Required work —
[A] Rewrite the stretch of the judgment excerpt from "10. While not" through "the learned Tribunal.", replacing "multiplier" with "multiplying factor".
[B] According to the judgment excerpt, what percentage of permanent physical impairment does Exhibit-9 certify for the claimant?

Supplied text —
6. On a specific query made by the Court as to whether any dispute is raised with regard to annual income and medical expenses as awarded by the learned Tribunal, he submitted that medical expenses as awarded is not disputed by him. He has also not disputed Exhibit-9, wherein it is certified that the claimant is suffering from paraplegia and has 80% permanent physical impairment. He has also submitted that though in the grounds of memo of appeal, annual income certificate of injured claimant was disputed, he is not disputing the finding arrived at by the learned Tribunal with regard to the income of the injured.
7. In support of his submissions, Mr. Subba has relied on decisions of the Hon’ble Supreme Court in the cases of Minu B. Mehta and Another vs. Balkrishna Ramchandra Nayan and Another, reported in (1977) 2 SCC 441 and Oriental Insurance Co. Ltd. vs. Meena Variyal and Others, reported in (2007) 5 SCC 428.
8. Mr. Rai, on the other hand, has submitted that claimant has proved rash and negligent driving on the part of the driver of the vehicle and therefore, there is no merit in the contention advanced by Mr. Subba that the claimant had failed to prove rash and negligent driving. It is submitted by him that whether or not there is sufficient evidence regarding rash and negligent driving has to be judged on the touchstone of preponderance of probability and approach of the Tribunal or Court ought not to be to find fault with non-examination of witnesses.
9. Learned Senior Counsel submits that, in fact, the learned Tribunal, though enjoined in law to award just compensation, has failed to award just compensation and therefore, although the respondent no. 1/claimant has not filed any appeal or cross objection, there is no embargo or impediment on the part of this Court to enhance the compensation awarded, when the cause of justice so demands.
10. While not disputing the income of the claimant assessed by the learned Tribunal as well as the amount awarded on the head of “medical expenses”, he submits that adoption of multiplier of 17 by the learned Tribunal is not in consonance with the principle laid down in the case of Sarla Verma (Smt) and Others vs. Delhi Transport Corporation and Another, reported in (2009) 6 SCC 121 and the learned Tribunal ought to have taken 18 as the multiplier. He submits that if it was so taken, amount of compensation awarded would have been Rs.30,24,000/- instead of Rs.28,56,000/-as awarded by the learned Tribunal.

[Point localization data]
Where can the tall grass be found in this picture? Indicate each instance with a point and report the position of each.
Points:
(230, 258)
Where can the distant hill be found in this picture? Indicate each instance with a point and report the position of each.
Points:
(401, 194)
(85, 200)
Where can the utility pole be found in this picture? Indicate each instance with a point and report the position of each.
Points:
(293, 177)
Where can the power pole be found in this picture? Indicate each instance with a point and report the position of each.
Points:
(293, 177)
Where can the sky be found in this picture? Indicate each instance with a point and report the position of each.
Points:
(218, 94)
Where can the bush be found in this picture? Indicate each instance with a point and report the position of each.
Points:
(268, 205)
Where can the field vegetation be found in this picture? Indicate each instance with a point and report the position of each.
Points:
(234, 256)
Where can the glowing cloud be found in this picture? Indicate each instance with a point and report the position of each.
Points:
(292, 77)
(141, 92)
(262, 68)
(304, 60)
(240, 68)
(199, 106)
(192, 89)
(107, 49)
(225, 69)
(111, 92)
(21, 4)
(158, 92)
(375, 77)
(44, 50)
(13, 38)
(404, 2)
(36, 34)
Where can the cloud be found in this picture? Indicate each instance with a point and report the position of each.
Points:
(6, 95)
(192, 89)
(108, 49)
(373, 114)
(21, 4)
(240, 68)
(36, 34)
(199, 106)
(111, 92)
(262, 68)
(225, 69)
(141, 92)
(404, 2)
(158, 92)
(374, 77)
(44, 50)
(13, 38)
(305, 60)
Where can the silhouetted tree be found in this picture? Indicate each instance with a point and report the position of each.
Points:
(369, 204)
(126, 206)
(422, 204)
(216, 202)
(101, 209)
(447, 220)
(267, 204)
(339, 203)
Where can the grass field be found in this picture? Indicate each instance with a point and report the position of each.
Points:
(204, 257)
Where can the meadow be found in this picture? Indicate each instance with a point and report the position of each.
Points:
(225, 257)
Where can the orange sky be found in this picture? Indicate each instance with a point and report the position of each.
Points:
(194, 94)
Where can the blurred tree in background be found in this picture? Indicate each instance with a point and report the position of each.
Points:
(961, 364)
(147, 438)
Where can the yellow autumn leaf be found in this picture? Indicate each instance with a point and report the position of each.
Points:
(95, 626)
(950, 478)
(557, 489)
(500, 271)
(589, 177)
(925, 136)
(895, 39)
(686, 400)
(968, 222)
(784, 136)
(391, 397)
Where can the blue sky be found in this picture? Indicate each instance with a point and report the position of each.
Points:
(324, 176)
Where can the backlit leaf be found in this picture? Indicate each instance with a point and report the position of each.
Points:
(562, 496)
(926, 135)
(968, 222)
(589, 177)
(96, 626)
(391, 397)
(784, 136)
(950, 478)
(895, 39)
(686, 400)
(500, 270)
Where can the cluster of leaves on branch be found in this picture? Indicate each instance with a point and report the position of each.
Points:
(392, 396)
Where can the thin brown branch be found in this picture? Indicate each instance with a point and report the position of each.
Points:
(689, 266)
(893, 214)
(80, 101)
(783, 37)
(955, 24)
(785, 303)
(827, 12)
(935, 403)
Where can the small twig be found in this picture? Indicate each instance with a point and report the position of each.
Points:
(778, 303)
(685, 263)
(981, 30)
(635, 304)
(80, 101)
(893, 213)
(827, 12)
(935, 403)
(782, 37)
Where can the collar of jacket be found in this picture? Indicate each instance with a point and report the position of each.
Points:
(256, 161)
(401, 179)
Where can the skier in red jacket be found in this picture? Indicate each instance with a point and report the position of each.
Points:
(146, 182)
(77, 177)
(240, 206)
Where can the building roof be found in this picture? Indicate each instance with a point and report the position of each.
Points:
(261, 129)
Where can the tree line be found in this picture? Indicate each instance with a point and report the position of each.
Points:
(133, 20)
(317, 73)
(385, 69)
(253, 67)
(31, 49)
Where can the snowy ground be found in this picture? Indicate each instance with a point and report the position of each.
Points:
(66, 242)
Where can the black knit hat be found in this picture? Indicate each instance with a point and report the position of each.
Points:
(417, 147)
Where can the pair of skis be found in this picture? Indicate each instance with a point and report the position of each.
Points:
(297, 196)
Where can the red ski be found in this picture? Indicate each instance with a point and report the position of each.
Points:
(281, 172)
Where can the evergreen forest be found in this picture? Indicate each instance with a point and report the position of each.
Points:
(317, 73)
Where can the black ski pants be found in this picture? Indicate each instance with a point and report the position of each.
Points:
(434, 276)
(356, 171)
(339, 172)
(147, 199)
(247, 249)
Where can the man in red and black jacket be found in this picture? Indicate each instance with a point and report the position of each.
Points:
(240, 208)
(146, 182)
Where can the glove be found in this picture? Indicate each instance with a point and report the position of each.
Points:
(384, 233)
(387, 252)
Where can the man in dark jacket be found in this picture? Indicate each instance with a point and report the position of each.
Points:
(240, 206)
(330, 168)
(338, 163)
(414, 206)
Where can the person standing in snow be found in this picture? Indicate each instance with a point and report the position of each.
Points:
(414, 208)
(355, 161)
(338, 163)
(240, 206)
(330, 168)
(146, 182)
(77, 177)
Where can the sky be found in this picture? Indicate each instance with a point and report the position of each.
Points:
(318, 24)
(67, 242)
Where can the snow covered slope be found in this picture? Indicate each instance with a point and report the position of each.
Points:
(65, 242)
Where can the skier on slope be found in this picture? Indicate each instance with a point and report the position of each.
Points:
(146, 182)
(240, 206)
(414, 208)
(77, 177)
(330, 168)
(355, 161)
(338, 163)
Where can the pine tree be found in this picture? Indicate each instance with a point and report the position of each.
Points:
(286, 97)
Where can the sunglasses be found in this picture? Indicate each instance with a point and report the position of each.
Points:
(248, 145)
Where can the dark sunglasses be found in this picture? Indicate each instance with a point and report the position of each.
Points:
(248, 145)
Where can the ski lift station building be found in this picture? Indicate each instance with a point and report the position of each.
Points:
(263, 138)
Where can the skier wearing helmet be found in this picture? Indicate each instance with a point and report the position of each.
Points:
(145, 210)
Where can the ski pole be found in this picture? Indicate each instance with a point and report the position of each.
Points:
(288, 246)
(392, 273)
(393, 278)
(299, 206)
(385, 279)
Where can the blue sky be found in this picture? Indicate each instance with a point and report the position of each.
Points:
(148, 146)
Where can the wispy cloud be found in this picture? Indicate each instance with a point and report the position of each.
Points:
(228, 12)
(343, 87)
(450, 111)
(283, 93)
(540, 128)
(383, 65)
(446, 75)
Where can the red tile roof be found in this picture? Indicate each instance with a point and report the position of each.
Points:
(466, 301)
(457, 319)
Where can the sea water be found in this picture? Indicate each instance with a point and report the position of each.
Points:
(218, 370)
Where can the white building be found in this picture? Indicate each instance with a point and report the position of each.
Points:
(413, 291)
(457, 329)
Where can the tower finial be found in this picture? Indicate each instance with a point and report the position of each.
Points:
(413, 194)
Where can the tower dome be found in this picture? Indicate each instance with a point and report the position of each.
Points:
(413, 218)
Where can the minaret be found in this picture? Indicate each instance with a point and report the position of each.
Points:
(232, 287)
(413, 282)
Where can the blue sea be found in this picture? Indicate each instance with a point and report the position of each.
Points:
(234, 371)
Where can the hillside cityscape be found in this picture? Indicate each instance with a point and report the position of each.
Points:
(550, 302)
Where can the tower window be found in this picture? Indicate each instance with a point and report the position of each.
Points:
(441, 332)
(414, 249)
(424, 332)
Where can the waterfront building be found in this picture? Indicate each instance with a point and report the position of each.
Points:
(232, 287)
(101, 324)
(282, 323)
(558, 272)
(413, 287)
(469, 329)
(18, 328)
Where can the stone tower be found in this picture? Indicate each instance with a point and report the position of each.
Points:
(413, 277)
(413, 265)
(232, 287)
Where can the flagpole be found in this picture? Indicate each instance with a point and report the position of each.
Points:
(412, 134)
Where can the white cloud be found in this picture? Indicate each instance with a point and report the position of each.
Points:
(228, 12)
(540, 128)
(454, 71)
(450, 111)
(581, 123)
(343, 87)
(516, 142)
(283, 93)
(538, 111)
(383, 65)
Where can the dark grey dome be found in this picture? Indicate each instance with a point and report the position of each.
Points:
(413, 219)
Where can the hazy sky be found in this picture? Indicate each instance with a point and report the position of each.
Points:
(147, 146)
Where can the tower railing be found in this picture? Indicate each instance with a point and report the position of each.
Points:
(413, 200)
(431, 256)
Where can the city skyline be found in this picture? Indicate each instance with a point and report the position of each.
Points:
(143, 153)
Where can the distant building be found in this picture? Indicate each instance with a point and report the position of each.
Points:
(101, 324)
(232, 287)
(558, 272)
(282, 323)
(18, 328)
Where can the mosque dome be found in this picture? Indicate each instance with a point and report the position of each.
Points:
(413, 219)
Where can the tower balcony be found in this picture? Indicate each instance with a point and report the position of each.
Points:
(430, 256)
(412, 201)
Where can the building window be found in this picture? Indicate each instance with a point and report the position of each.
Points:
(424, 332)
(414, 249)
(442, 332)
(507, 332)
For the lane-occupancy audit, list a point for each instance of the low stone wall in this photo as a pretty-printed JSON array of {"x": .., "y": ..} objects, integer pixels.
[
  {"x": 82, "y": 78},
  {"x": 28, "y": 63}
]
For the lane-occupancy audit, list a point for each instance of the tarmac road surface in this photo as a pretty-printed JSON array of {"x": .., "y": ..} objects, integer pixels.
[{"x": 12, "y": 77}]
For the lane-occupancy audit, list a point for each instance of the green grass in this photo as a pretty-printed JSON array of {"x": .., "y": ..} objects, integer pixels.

Solutions —
[A]
10. While not disputing the income of the claimant assessed by the learned Tribunal as well as the amount awarded on the head of “medical expenses”, he submits that adoption of multiplying factor of 17 by the learned Tribunal is not in consonance with the principle laid down in the case of Sarla Verma (Smt) and Others vs. Delhi Transport Corporation and Another, reported in (2009) 6 SCC 121 and the learned Tribunal ought to have taken 18 as the multiplying factor. He submits that if it was so taken, amount of compensation awarded would have been Rs.30,24,000/- instead of Rs.28,56,000/-as awarded by the learned Tribunal.

[B] 80%